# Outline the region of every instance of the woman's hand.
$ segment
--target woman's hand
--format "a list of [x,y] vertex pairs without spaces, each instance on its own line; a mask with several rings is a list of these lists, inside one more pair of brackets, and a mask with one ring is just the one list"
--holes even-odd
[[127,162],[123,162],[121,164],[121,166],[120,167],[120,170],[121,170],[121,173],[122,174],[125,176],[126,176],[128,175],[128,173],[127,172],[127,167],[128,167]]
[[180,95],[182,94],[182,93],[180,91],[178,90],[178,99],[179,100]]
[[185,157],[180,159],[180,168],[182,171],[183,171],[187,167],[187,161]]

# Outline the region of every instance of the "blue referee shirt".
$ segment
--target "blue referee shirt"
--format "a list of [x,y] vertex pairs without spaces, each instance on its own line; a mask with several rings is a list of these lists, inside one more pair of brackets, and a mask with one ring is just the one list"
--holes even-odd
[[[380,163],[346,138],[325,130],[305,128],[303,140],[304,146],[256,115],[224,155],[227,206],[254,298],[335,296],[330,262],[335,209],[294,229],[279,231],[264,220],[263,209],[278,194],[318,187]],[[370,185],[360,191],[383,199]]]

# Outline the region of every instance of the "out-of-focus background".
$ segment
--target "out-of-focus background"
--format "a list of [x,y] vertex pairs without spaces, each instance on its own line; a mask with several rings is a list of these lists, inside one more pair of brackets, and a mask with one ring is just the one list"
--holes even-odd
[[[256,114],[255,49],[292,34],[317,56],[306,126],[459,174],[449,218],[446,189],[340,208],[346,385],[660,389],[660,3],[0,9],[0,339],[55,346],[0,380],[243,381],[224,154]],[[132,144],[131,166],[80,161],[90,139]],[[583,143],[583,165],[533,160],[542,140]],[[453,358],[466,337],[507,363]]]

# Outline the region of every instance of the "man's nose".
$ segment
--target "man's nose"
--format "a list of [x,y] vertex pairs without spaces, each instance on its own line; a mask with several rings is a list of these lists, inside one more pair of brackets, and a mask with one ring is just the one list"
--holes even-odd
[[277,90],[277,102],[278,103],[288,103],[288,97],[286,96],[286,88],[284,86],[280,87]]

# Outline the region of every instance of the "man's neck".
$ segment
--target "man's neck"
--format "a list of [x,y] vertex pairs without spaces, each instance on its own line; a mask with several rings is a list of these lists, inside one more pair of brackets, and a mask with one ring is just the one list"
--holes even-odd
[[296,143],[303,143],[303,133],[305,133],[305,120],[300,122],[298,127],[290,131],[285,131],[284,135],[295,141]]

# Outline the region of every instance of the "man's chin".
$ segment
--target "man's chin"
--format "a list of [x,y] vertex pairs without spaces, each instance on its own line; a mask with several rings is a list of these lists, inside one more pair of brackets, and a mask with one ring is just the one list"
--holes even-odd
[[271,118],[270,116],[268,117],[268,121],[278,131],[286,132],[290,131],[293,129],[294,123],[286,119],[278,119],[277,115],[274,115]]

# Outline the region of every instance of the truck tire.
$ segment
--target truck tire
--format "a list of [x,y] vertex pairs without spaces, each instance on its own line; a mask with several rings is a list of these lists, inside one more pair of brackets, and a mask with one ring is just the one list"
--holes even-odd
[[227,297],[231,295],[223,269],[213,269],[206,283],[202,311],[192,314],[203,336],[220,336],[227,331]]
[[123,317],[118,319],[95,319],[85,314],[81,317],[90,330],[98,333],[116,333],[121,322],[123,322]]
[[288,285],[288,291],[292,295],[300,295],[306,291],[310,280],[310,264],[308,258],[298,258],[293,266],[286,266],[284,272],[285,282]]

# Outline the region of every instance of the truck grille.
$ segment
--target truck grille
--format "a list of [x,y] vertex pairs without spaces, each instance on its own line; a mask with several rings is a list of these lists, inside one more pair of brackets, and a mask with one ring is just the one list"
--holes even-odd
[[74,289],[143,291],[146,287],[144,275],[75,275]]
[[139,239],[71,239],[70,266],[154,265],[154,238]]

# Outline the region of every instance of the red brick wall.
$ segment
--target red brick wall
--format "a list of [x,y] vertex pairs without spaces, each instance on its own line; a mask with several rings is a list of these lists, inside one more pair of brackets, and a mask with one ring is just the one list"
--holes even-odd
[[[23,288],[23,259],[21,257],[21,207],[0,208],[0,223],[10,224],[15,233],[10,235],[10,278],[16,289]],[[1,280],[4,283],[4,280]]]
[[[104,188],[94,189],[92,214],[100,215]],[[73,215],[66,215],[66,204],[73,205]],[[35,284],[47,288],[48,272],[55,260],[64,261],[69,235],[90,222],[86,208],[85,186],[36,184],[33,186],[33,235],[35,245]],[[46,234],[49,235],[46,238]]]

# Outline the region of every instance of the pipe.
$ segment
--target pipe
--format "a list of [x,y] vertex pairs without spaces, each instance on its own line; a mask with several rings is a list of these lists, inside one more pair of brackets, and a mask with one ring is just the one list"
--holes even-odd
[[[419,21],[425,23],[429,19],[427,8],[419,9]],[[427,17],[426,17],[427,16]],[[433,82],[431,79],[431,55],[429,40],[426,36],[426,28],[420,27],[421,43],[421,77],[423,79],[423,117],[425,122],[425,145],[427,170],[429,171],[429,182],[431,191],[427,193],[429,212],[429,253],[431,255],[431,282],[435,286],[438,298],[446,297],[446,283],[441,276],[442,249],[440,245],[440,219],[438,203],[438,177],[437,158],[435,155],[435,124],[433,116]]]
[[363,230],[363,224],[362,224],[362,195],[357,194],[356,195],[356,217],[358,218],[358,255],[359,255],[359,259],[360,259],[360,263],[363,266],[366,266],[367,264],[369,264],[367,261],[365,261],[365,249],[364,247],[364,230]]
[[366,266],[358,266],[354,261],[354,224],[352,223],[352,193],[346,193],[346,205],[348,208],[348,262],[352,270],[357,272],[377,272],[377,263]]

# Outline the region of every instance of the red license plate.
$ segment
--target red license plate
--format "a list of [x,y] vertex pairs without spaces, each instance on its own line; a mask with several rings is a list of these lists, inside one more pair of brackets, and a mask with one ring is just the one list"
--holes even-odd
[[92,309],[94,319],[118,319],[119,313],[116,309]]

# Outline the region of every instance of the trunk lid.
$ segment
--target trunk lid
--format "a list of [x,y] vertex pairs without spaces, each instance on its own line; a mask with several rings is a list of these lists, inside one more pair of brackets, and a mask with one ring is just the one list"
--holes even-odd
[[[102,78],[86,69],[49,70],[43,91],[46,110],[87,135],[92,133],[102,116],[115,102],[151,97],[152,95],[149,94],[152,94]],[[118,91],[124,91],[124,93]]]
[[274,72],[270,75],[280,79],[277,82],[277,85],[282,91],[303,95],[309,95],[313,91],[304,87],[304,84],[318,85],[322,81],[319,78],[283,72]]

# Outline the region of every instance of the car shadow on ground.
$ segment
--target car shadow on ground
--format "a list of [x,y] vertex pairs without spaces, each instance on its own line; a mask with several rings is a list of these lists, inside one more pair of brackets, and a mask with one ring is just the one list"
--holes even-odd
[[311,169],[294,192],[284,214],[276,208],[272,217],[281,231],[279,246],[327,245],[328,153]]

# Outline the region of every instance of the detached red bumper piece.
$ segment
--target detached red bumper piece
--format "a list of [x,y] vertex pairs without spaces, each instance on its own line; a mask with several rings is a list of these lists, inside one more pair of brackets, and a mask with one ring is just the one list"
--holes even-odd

What the exercise asks → Can you rewrite all of the records above, replacing "even-odd" with "nonzero" wherever it occurs and leaving everything else as it is?

Exercise response →
# Outline the region of every instance of the woman's hand.
$ segment
--target woman's hand
--format "a list of [x,y] vertex pairs without spaces, each instance on its own line; a mask with several rings is a list of these lists, inside one more pair of brackets, and a mask with one ring is just the one list"
--holes nonzero
[[127,162],[123,162],[121,164],[121,166],[120,167],[120,170],[121,170],[121,173],[122,174],[125,176],[126,176],[128,175],[128,173],[127,172],[127,167],[128,167]]
[[180,95],[182,94],[182,93],[180,91],[178,90],[178,99],[179,100]]
[[185,157],[180,159],[180,168],[182,171],[183,171],[187,167],[187,161]]

# Outline the region of every instance of the "blue referee shirt".
$ segment
--target "blue referee shirt"
--format "a list of [x,y] vertex pairs without spaces, each instance on its own line; a mask with several rings is a list of these lists, inside one more pair of brackets, and a mask with one ring is just the one list"
--holes nonzero
[[[380,163],[346,138],[325,130],[305,128],[303,140],[304,146],[256,115],[224,155],[227,206],[254,298],[335,296],[330,262],[335,209],[294,229],[279,231],[264,220],[263,209],[278,194],[318,187]],[[370,185],[360,191],[383,199]]]

# Outline the region of every instance of the "out-of-focus background".
$ segment
--target "out-of-focus background"
--format "a list of [x,y] vertex pairs without spaces, each instance on its own line; a mask with several rings is a list of these lists, inside one more pair of brackets, and a mask with one ring is just the one list"
--holes nonzero
[[[256,114],[255,49],[292,34],[317,56],[306,126],[459,174],[449,218],[446,189],[340,208],[346,385],[660,389],[660,3],[0,9],[0,339],[55,346],[0,380],[243,381],[224,154]],[[132,144],[131,166],[80,161],[90,139]],[[583,143],[583,165],[533,160],[542,140]],[[453,358],[466,337],[507,363]]]

# Outline the region of every instance of the "man's nose".
$ segment
--target "man's nose"
--format "a list of [x,y] vertex pairs without spaces, each instance on its own line; a mask with several rings is a list of these lists, inside one more pair of brackets, and a mask with one ring is just the one list"
--holes nonzero
[[277,90],[277,102],[278,103],[288,103],[288,97],[286,96],[286,88],[284,86],[280,87]]

# Outline the region of every instance of the "man's neck".
$ segment
--target "man's neck"
--format "a list of [x,y] vertex pairs without spaces, each instance on its own line; a mask with several rings is a list of these lists, inside one more pair of brackets, and a mask with one ring is just the one list"
--holes nonzero
[[296,143],[303,143],[303,133],[305,133],[305,120],[300,122],[298,127],[290,131],[285,131],[284,135],[295,141]]

# Outline the region of every instance of the "man's chin".
$ segment
--target "man's chin"
--format "a list of [x,y] vertex pairs without spaces, each instance on its own line; a mask with several rings is a list of these lists, inside one more pair of brackets, and a mask with one ring is just the one list"
--holes nonzero
[[271,118],[270,116],[268,117],[268,121],[278,131],[286,132],[290,131],[293,129],[294,123],[286,119],[278,119],[277,115],[274,115]]

# Outline the region of every instance of the truck tire.
$ segment
--target truck tire
--format "a list of [x,y] vertex pairs without spaces, each instance on its own line; a mask with several rings is a list of these lists, inside one more pair of brackets, and a mask with one ring is just the one list"
--holes nonzero
[[227,297],[231,295],[223,269],[213,269],[206,283],[202,311],[192,314],[203,336],[220,336],[227,331]]
[[123,317],[118,319],[95,319],[85,314],[81,317],[90,330],[98,333],[116,333],[121,322],[123,322]]
[[288,285],[288,291],[292,295],[300,295],[306,291],[310,280],[310,264],[308,258],[298,258],[293,266],[286,266],[284,272],[285,282]]

# Outline the region of every instance of the truck grille.
$ segment
--target truck grille
--format "a list of [x,y] vertex pairs without spaces, each instance on its own line; a mask with several rings is a list of these lists, inside one more pair of brackets, and a mask with one ring is just the one list"
--holes nonzero
[[74,289],[143,291],[146,287],[144,275],[75,275]]
[[139,239],[71,239],[70,266],[154,265],[154,238]]

# Outline the region of every instance of the red brick wall.
$ segment
--target red brick wall
--format "a list of [x,y] vertex pairs without spaces, each instance on its own line; a mask with several rings is a list of these lists, inside one more pair of brackets, and a mask with one ring is just the one list"
--holes nonzero
[[[23,288],[23,259],[21,257],[21,207],[0,208],[0,223],[10,224],[15,233],[10,235],[10,278],[16,289]],[[1,280],[4,283],[4,280]]]
[[[104,188],[94,189],[92,214],[100,215]],[[73,215],[66,215],[66,204],[73,205]],[[35,284],[47,288],[48,272],[55,260],[64,261],[69,235],[90,222],[86,208],[85,186],[36,184],[33,186],[33,235],[35,245]],[[46,234],[49,235],[46,238]]]

# Outline the region of every instance of the pipe.
$ segment
--target pipe
--format "a list of [x,y] vertex pairs without spaces, each instance on its own line; a mask with several rings is a list of these lists, inside one more pair of brackets, and a mask with one ring is just the one list"
--holes nonzero
[[[419,21],[425,23],[429,19],[427,8],[419,9]],[[427,17],[426,17],[427,16]],[[433,82],[431,79],[431,55],[429,40],[426,36],[426,28],[420,27],[421,43],[421,77],[423,79],[423,117],[425,122],[425,145],[427,170],[429,171],[429,182],[431,191],[427,193],[429,212],[429,253],[431,255],[431,282],[435,286],[438,298],[446,297],[446,283],[441,276],[442,249],[440,245],[440,219],[438,203],[438,177],[437,158],[435,155],[435,124],[433,116]]]
[[363,230],[363,224],[362,224],[362,195],[357,194],[356,195],[356,217],[358,218],[358,255],[359,255],[359,259],[360,259],[360,263],[363,266],[366,266],[367,264],[369,264],[367,261],[365,261],[365,249],[364,247],[364,230]]
[[366,266],[358,266],[354,261],[354,224],[352,223],[352,193],[346,193],[346,205],[348,208],[348,262],[352,270],[357,272],[377,272],[377,263]]

# Outline the region of every instance of the red license plate.
$ segment
--target red license plate
--format "a list of [x,y] vertex pairs without spaces, each instance on its own line; a mask with several rings is a list of these lists, inside one more pair of brackets, and a mask with one ring is just the one list"
--holes nonzero
[[92,309],[94,319],[118,319],[119,313],[116,309]]

# Outline the region of every instance of the trunk lid.
$ segment
--target trunk lid
--format "a list of [x,y] vertex pairs without spaces, each instance on its own line; a mask with several rings is a list of these lists, inside one more pair of brackets, and a mask with one ring is just the one list"
--holes nonzero
[[[102,78],[86,69],[49,70],[43,91],[46,110],[87,135],[92,133],[102,116],[115,102],[151,97],[152,95],[149,94],[152,94]],[[118,91],[124,91],[124,93]]]
[[274,72],[270,75],[280,79],[277,82],[277,85],[282,91],[303,95],[309,95],[313,91],[304,87],[304,84],[318,85],[322,81],[319,78],[283,72]]

# Outline the region of every instance of the car shadow on ground.
$ segment
--target car shadow on ground
--format "a list of [x,y] vertex pairs without spaces, each instance on its own line; a mask with several rings is a list of these lists, inside one more pair of brackets, and a mask with one ring is just the one list"
--holes nonzero
[[311,169],[294,192],[284,214],[276,208],[272,217],[281,231],[279,246],[327,245],[328,153]]

# Outline the region of every instance of the detached red bumper piece.
$ segment
--target detached red bumper piece
--format "a list of [x,y] vertex pairs without spaces, each instance on its own line; a mask with several rings is a list of these lists, inside one more pair of brackets, and a mask with one ring is just the one list"
--holes nonzero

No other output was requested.